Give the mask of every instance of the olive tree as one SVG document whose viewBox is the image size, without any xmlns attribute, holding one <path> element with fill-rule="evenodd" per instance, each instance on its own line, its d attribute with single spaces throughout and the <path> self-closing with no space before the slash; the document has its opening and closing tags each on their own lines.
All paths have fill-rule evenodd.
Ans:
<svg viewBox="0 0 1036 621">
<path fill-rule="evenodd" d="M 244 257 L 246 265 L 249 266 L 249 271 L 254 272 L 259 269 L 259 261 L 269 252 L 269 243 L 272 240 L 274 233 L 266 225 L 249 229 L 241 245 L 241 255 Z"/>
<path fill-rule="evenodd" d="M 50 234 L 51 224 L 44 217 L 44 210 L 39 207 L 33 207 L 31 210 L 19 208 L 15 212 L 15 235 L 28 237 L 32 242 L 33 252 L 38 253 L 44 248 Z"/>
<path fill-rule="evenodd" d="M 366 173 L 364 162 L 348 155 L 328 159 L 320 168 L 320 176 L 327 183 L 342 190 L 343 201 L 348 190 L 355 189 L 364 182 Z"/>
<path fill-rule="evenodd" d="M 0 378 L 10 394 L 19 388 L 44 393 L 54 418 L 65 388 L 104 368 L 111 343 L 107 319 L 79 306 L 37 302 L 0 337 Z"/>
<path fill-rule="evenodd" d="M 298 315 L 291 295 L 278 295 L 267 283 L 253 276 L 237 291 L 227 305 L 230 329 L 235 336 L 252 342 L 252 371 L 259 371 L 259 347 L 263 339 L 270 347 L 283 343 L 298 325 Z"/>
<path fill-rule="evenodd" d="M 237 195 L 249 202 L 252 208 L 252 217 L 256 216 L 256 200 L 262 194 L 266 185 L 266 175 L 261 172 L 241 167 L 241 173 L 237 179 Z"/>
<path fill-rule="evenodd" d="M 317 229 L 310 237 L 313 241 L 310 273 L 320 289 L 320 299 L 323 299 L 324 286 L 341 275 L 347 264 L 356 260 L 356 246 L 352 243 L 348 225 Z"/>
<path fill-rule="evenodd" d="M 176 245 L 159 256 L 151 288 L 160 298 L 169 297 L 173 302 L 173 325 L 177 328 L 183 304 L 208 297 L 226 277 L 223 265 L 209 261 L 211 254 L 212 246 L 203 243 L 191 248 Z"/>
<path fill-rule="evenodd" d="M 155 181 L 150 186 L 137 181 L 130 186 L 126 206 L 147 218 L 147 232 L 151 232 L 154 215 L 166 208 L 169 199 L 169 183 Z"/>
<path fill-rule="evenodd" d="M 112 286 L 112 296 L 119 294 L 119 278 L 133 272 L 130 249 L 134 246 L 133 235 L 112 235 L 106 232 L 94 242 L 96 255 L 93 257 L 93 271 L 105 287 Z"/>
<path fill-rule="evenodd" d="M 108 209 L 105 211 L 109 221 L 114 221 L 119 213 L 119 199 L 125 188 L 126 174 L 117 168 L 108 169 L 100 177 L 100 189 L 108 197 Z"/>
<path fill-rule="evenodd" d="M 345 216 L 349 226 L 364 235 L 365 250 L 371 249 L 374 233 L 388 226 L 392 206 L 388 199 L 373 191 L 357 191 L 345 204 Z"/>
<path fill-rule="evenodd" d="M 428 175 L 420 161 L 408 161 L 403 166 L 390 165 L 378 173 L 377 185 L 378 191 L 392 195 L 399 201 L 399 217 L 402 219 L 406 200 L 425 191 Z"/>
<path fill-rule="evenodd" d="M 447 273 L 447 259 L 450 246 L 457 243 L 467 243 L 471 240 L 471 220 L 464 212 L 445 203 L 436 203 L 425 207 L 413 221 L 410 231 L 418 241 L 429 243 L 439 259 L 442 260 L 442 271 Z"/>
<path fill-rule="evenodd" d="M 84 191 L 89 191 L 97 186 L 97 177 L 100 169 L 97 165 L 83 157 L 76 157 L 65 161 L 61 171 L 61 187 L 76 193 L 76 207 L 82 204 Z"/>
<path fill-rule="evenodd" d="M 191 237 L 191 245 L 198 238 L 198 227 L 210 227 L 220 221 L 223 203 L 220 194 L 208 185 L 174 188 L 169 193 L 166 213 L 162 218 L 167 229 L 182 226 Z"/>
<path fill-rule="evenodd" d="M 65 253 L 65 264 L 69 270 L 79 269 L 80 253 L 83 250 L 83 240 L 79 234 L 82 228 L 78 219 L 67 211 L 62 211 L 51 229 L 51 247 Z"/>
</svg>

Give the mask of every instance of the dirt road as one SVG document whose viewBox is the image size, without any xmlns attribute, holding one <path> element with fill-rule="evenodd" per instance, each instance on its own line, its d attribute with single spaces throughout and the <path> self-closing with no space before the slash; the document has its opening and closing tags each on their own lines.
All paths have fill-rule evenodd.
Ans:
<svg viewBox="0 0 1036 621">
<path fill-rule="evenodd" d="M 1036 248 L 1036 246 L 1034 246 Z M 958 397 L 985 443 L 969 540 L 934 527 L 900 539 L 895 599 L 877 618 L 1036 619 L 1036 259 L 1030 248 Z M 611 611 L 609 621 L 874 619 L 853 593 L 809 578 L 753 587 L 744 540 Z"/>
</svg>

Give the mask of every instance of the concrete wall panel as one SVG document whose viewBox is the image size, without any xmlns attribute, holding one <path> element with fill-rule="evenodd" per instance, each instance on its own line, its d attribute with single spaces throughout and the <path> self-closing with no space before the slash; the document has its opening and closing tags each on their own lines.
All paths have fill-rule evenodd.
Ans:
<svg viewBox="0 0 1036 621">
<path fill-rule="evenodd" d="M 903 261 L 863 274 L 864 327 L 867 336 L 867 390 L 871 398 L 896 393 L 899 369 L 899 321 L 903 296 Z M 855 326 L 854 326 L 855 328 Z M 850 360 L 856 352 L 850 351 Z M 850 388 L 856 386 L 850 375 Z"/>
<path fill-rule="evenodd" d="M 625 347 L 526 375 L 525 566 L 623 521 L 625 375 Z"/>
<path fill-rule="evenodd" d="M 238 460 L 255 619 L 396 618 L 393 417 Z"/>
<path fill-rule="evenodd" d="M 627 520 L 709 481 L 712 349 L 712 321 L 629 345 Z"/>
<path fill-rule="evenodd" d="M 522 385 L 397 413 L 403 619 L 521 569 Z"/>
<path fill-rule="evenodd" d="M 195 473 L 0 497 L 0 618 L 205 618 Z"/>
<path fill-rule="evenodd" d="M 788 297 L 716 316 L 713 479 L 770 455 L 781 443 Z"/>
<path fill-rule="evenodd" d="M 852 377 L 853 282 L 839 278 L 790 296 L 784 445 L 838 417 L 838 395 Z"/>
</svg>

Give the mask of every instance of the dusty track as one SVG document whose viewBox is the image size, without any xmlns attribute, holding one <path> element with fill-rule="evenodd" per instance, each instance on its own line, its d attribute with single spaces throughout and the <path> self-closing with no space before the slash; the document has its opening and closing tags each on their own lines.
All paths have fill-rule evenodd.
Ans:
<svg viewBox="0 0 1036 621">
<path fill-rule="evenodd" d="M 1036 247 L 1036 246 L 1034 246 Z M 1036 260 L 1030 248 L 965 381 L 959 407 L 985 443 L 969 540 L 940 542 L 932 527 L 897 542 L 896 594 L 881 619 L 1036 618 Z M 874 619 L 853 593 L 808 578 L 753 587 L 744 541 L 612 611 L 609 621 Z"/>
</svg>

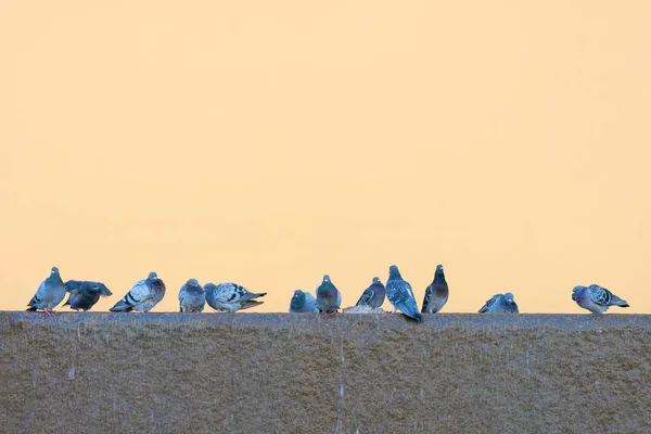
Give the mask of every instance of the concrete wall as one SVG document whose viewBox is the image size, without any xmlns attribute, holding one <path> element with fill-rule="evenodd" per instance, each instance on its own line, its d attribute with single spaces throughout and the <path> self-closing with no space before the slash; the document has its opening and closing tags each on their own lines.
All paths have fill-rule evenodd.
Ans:
<svg viewBox="0 0 651 434">
<path fill-rule="evenodd" d="M 14 433 L 651 433 L 651 317 L 0 312 Z"/>
</svg>

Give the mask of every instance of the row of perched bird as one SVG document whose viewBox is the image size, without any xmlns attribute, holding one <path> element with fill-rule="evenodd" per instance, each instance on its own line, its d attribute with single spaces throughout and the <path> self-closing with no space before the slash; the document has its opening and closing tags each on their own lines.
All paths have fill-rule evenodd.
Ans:
<svg viewBox="0 0 651 434">
<path fill-rule="evenodd" d="M 100 296 L 113 295 L 108 289 L 100 282 L 69 280 L 63 282 L 59 268 L 52 267 L 48 277 L 36 291 L 36 295 L 29 301 L 27 310 L 44 310 L 51 315 L 54 309 L 69 293 L 65 305 L 75 310 L 88 310 L 100 298 Z M 190 279 L 179 291 L 179 309 L 181 312 L 201 312 L 207 303 L 212 308 L 219 311 L 234 312 L 263 304 L 256 298 L 267 293 L 252 293 L 244 286 L 232 282 L 218 284 L 206 283 L 203 288 L 196 279 Z M 165 296 L 165 283 L 155 272 L 150 272 L 144 280 L 139 280 L 131 290 L 113 306 L 110 310 L 120 311 L 150 311 Z M 425 297 L 419 311 L 413 291 L 409 282 L 403 279 L 398 267 L 392 265 L 388 268 L 388 280 L 386 286 L 380 278 L 373 278 L 373 282 L 367 288 L 356 306 L 379 309 L 388 298 L 396 310 L 401 311 L 408 318 L 422 321 L 421 314 L 436 314 L 441 311 L 448 301 L 449 289 L 445 280 L 443 266 L 436 266 L 434 280 L 425 290 Z M 597 284 L 589 286 L 575 286 L 572 290 L 572 299 L 580 307 L 593 314 L 603 314 L 610 306 L 628 307 L 628 304 L 611 293 L 605 288 Z M 341 308 L 342 294 L 330 280 L 328 275 L 317 288 L 316 297 L 310 293 L 296 290 L 290 302 L 290 312 L 324 312 L 336 314 Z M 484 312 L 518 314 L 518 305 L 513 294 L 496 294 L 480 309 Z"/>
</svg>

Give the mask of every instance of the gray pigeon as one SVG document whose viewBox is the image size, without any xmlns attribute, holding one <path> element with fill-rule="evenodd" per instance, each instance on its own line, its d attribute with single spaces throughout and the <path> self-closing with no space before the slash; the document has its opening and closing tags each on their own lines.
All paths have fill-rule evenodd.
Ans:
<svg viewBox="0 0 651 434">
<path fill-rule="evenodd" d="M 52 309 L 55 308 L 65 297 L 65 286 L 63 280 L 59 276 L 59 268 L 52 267 L 50 277 L 41 282 L 36 291 L 36 294 L 27 306 L 27 310 L 43 309 L 47 316 L 52 315 Z"/>
<path fill-rule="evenodd" d="M 574 286 L 572 290 L 572 299 L 592 314 L 603 314 L 610 306 L 628 307 L 626 301 L 595 283 L 587 288 L 580 285 Z"/>
<path fill-rule="evenodd" d="M 495 294 L 482 308 L 480 314 L 518 314 L 518 305 L 513 299 L 513 294 Z"/>
<path fill-rule="evenodd" d="M 380 278 L 374 277 L 373 283 L 361 293 L 361 296 L 355 306 L 370 306 L 373 309 L 376 309 L 384 303 L 385 295 L 386 290 L 380 281 Z"/>
<path fill-rule="evenodd" d="M 317 301 L 308 292 L 301 290 L 294 291 L 294 296 L 290 302 L 290 314 L 318 312 Z"/>
<path fill-rule="evenodd" d="M 323 281 L 317 286 L 317 308 L 323 314 L 336 314 L 342 304 L 342 293 L 330 281 L 330 276 L 323 276 Z"/>
<path fill-rule="evenodd" d="M 131 291 L 113 306 L 111 311 L 150 311 L 165 296 L 165 283 L 155 272 L 150 272 L 146 280 L 133 283 Z"/>
<path fill-rule="evenodd" d="M 423 299 L 423 306 L 421 312 L 423 314 L 436 314 L 443 309 L 443 306 L 447 303 L 449 290 L 447 282 L 445 281 L 445 275 L 443 272 L 443 265 L 436 266 L 434 272 L 434 280 L 425 289 L 425 298 Z"/>
<path fill-rule="evenodd" d="M 71 295 L 63 305 L 69 305 L 72 309 L 77 311 L 79 311 L 79 309 L 84 311 L 89 310 L 98 303 L 100 295 L 113 295 L 104 283 L 86 280 L 68 280 L 65 282 L 65 290 L 69 292 Z"/>
<path fill-rule="evenodd" d="M 228 312 L 261 305 L 264 302 L 255 298 L 267 295 L 266 292 L 248 292 L 246 288 L 232 282 L 206 283 L 204 290 L 206 290 L 206 302 L 213 309 Z"/>
<path fill-rule="evenodd" d="M 201 312 L 206 305 L 206 292 L 196 279 L 190 279 L 179 291 L 179 308 L 182 312 Z"/>
<path fill-rule="evenodd" d="M 388 267 L 386 296 L 394 307 L 394 312 L 397 309 L 416 321 L 423 320 L 423 316 L 418 311 L 418 306 L 416 305 L 416 298 L 413 298 L 411 285 L 403 280 L 400 271 L 395 265 Z"/>
</svg>

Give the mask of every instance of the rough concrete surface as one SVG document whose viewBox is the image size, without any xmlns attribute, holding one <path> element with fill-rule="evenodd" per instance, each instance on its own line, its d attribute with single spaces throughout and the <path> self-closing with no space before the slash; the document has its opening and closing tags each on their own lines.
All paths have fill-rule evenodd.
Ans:
<svg viewBox="0 0 651 434">
<path fill-rule="evenodd" d="M 0 312 L 7 433 L 651 433 L 651 316 Z"/>
</svg>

________________________________________

Please return everything from the first line above down to the line containing "112 286 L 112", both included, copying each line unchanged.

Give the mask of every instance of the olive tree as one SVG document whose viewBox is the image size, without any xmlns attribute, holding one <path> element with fill-rule="evenodd" per instance, each instance on its own line, its d attribute with single spaces throughout and the <path> self-closing with no space before the slash; the document has its opening and closing tags each on their own lines.
All paths have fill-rule evenodd.
Ans:
<svg viewBox="0 0 1036 621">
<path fill-rule="evenodd" d="M 244 257 L 246 265 L 249 266 L 249 271 L 254 272 L 259 269 L 259 261 L 269 252 L 269 243 L 272 240 L 274 233 L 266 225 L 249 229 L 241 245 L 241 255 Z"/>
<path fill-rule="evenodd" d="M 50 234 L 51 224 L 44 217 L 44 210 L 39 207 L 33 207 L 31 210 L 19 208 L 15 212 L 15 235 L 28 237 L 32 242 L 33 252 L 38 253 L 44 248 Z"/>
<path fill-rule="evenodd" d="M 366 173 L 364 162 L 348 155 L 328 159 L 320 168 L 320 176 L 327 183 L 342 190 L 343 201 L 348 190 L 355 189 L 364 182 Z"/>
<path fill-rule="evenodd" d="M 0 378 L 10 394 L 19 388 L 44 393 L 54 418 L 65 388 L 104 368 L 111 343 L 107 319 L 79 306 L 37 302 L 0 337 Z"/>
<path fill-rule="evenodd" d="M 298 315 L 291 295 L 278 295 L 267 283 L 253 276 L 237 291 L 227 305 L 230 329 L 235 336 L 252 342 L 252 371 L 259 371 L 259 347 L 263 339 L 270 347 L 283 343 L 298 325 Z"/>
<path fill-rule="evenodd" d="M 237 195 L 249 202 L 252 208 L 252 217 L 256 216 L 256 200 L 262 194 L 266 185 L 266 175 L 261 172 L 241 167 L 241 173 L 237 179 Z"/>
<path fill-rule="evenodd" d="M 317 229 L 310 237 L 313 241 L 310 273 L 320 289 L 320 299 L 323 299 L 324 286 L 341 275 L 347 264 L 356 260 L 356 246 L 352 243 L 348 225 Z"/>
<path fill-rule="evenodd" d="M 176 245 L 159 256 L 151 288 L 160 298 L 169 297 L 173 302 L 173 325 L 177 328 L 183 304 L 208 297 L 226 277 L 223 265 L 209 261 L 211 254 L 212 246 L 203 243 L 191 248 Z"/>
<path fill-rule="evenodd" d="M 155 181 L 150 186 L 137 181 L 130 186 L 126 206 L 147 218 L 147 232 L 151 232 L 154 215 L 166 208 L 169 199 L 169 183 Z"/>
<path fill-rule="evenodd" d="M 112 286 L 112 296 L 119 294 L 119 278 L 133 272 L 130 249 L 134 246 L 133 235 L 112 235 L 106 232 L 94 242 L 96 255 L 93 257 L 93 271 L 105 287 Z"/>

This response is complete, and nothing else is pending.